* Supplied entries:
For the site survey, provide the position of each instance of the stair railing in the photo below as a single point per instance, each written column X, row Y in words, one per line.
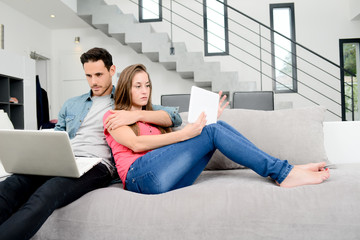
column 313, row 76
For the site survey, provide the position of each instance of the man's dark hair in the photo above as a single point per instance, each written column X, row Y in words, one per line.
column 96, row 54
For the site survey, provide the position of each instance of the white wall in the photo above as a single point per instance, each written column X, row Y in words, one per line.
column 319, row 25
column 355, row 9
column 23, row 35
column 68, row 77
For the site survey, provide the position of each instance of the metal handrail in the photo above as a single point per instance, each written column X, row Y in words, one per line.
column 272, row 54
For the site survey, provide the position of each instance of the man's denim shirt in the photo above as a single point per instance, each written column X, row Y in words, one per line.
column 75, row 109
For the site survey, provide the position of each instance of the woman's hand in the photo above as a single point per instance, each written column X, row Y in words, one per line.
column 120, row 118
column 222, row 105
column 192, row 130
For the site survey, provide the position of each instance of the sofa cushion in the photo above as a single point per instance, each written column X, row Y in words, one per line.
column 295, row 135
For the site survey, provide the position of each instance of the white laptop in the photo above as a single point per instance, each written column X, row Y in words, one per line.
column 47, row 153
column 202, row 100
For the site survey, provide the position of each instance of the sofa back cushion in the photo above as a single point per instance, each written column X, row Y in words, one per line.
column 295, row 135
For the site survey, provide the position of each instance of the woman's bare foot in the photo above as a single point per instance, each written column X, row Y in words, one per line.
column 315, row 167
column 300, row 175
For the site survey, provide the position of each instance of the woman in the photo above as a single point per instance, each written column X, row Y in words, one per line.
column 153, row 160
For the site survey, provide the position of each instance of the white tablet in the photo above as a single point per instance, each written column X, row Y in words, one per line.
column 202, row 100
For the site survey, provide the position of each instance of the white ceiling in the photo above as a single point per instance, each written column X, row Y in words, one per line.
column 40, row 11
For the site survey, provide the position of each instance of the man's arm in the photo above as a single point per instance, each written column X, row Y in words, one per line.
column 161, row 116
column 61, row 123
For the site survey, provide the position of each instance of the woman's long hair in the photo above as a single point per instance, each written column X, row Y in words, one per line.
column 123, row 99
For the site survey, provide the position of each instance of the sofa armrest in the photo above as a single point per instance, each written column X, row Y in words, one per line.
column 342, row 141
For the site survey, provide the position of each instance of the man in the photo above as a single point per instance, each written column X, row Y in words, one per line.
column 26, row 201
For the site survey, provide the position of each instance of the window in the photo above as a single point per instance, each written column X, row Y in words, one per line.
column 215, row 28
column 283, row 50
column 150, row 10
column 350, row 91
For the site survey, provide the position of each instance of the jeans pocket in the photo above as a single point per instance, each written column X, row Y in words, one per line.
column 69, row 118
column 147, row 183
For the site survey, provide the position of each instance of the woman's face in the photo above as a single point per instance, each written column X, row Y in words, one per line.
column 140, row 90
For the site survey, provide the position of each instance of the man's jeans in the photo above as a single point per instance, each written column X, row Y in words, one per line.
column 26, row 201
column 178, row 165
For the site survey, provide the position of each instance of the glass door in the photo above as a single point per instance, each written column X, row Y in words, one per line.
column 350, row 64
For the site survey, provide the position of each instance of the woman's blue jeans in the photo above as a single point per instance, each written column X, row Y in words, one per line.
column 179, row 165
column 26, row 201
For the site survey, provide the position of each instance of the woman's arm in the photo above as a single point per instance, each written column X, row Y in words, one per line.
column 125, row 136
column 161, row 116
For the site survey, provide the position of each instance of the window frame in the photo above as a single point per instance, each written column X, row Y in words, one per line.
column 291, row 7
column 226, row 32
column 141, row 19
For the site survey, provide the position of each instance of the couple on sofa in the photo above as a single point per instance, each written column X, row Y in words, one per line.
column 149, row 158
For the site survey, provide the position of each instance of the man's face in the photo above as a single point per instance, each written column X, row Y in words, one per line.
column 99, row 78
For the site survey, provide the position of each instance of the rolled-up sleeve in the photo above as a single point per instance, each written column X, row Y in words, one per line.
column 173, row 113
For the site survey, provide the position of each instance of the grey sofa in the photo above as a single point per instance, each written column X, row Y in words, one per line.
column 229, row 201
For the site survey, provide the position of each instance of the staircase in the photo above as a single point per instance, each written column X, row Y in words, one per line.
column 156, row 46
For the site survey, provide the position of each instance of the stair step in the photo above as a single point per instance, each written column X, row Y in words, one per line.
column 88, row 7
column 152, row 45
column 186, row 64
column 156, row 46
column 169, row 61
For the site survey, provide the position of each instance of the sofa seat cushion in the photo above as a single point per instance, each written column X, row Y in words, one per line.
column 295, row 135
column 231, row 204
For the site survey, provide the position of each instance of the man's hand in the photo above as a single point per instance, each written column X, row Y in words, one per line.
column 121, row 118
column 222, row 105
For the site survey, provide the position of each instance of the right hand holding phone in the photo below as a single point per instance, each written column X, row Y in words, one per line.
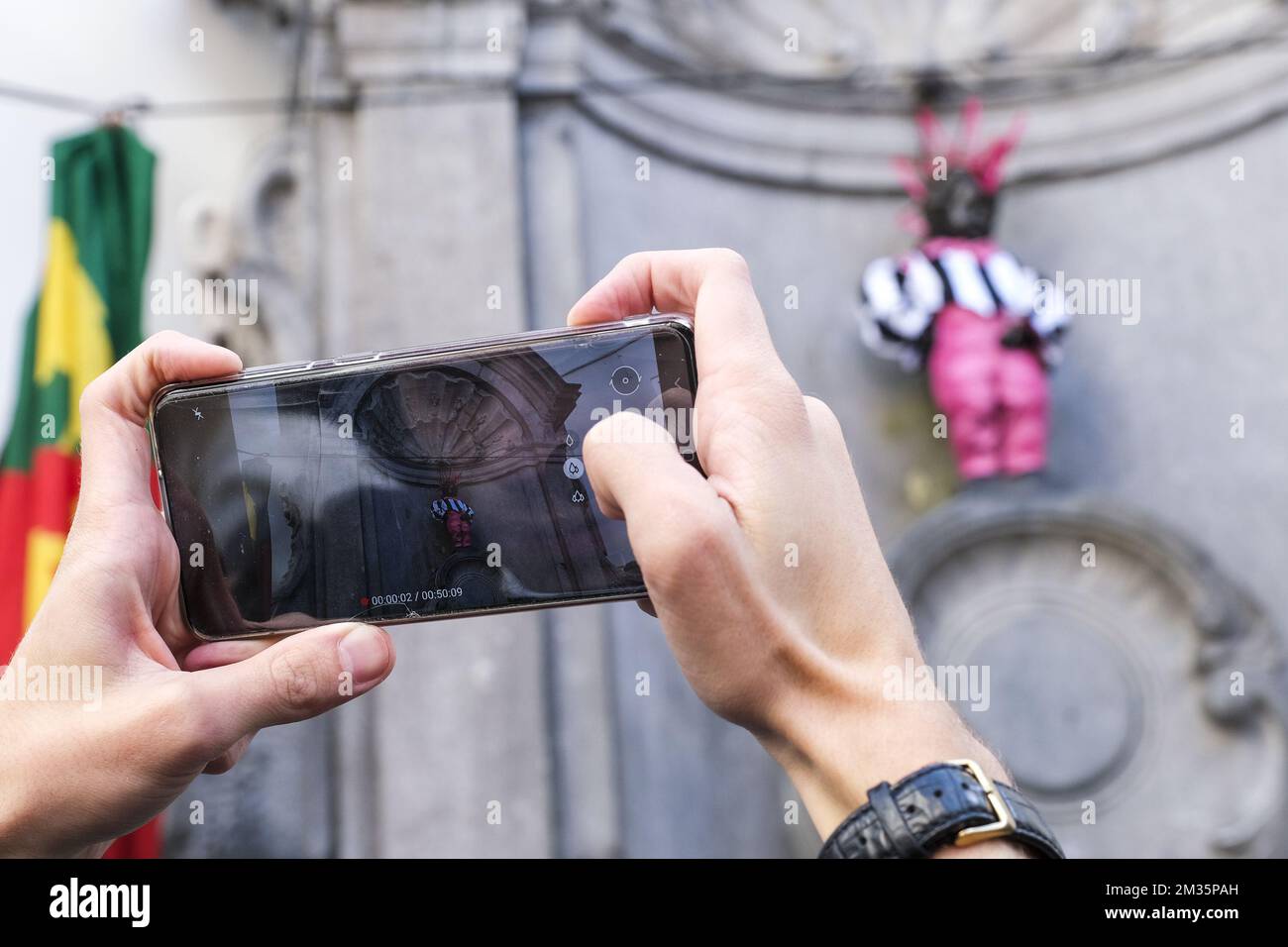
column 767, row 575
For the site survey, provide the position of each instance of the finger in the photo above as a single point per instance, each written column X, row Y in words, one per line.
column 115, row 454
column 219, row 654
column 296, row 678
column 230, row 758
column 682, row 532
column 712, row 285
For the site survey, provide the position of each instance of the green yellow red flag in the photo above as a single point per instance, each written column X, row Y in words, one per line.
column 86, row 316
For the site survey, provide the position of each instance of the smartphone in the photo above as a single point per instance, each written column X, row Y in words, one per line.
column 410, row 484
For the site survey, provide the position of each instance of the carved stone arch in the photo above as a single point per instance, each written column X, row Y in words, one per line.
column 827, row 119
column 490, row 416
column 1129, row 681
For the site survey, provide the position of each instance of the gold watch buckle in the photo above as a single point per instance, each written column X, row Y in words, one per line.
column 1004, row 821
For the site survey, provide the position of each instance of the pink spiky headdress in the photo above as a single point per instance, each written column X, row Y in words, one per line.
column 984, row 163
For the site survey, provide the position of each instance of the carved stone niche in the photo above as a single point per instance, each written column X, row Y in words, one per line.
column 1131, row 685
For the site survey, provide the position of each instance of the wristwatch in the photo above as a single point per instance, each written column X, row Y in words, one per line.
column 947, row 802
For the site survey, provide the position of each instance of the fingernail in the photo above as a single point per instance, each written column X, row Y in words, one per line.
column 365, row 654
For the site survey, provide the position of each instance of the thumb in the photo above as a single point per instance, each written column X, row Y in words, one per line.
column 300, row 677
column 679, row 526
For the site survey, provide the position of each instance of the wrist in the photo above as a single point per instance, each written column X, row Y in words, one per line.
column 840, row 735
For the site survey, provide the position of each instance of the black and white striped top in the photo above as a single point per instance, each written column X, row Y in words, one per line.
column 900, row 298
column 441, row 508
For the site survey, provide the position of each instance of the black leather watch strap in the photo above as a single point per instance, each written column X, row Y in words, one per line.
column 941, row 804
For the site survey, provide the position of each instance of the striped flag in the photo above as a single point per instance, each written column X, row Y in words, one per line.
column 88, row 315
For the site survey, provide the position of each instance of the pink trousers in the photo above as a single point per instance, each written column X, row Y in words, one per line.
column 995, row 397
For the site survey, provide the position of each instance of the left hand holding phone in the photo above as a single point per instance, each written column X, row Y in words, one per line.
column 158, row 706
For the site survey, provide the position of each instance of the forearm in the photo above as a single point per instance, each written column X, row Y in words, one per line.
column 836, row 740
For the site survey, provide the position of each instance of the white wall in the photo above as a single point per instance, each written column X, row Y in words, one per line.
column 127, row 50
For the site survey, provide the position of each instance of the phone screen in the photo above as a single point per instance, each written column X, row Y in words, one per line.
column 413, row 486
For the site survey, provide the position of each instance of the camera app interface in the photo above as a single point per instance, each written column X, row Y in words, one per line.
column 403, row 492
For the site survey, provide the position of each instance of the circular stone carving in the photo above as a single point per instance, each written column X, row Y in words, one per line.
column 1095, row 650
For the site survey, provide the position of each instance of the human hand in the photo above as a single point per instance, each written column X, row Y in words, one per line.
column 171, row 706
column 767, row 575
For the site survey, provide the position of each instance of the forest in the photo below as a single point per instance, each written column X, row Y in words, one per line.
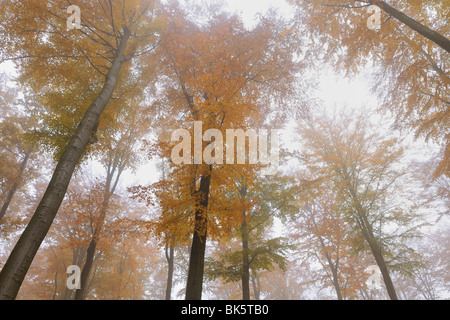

* Work item:
Return nothing except the lines from the line with "of the left" through the last line of the records above, copied exactly and without pictures.

* Reply:
For the site survey, provide the position of each instance of the left hand holding phone in the photo above as a single point per instance, each written column X, row Y in words, one per line.
column 158, row 706
For the site survey, provide the position of each instance of the forearm in the photo above as a single point per instance, each written column X, row Y in words, one per line.
column 836, row 740
For the site survey, provide the position of each instance of the white wall in the photo above as a single point per instance, each written column X, row Y in words, one per line.
column 127, row 50
For the site survey, provide the position of each instance of the phone screen in the photo above as a single point per instance, each written column X, row Y in words, one per line.
column 413, row 486
For the site survey, provide the position of each instance of the camera app interface in the photo above as a single point per instance, each written column X, row Y in words, one per line.
column 403, row 492
For the site survey, provide the position of each instance of the circular stone carving in the photo above as a single point per instance, each written column X, row Y in words, one per line.
column 1095, row 650
For the site survey, provide the position of each instance of the human hand in the photo above as a single point per instance, each written column X, row Y in words, one per line.
column 171, row 706
column 767, row 575
For the site survey, provide the position of each instance of the forest in the photo below as a single point per instance, each written column X, row Y in words, one per line.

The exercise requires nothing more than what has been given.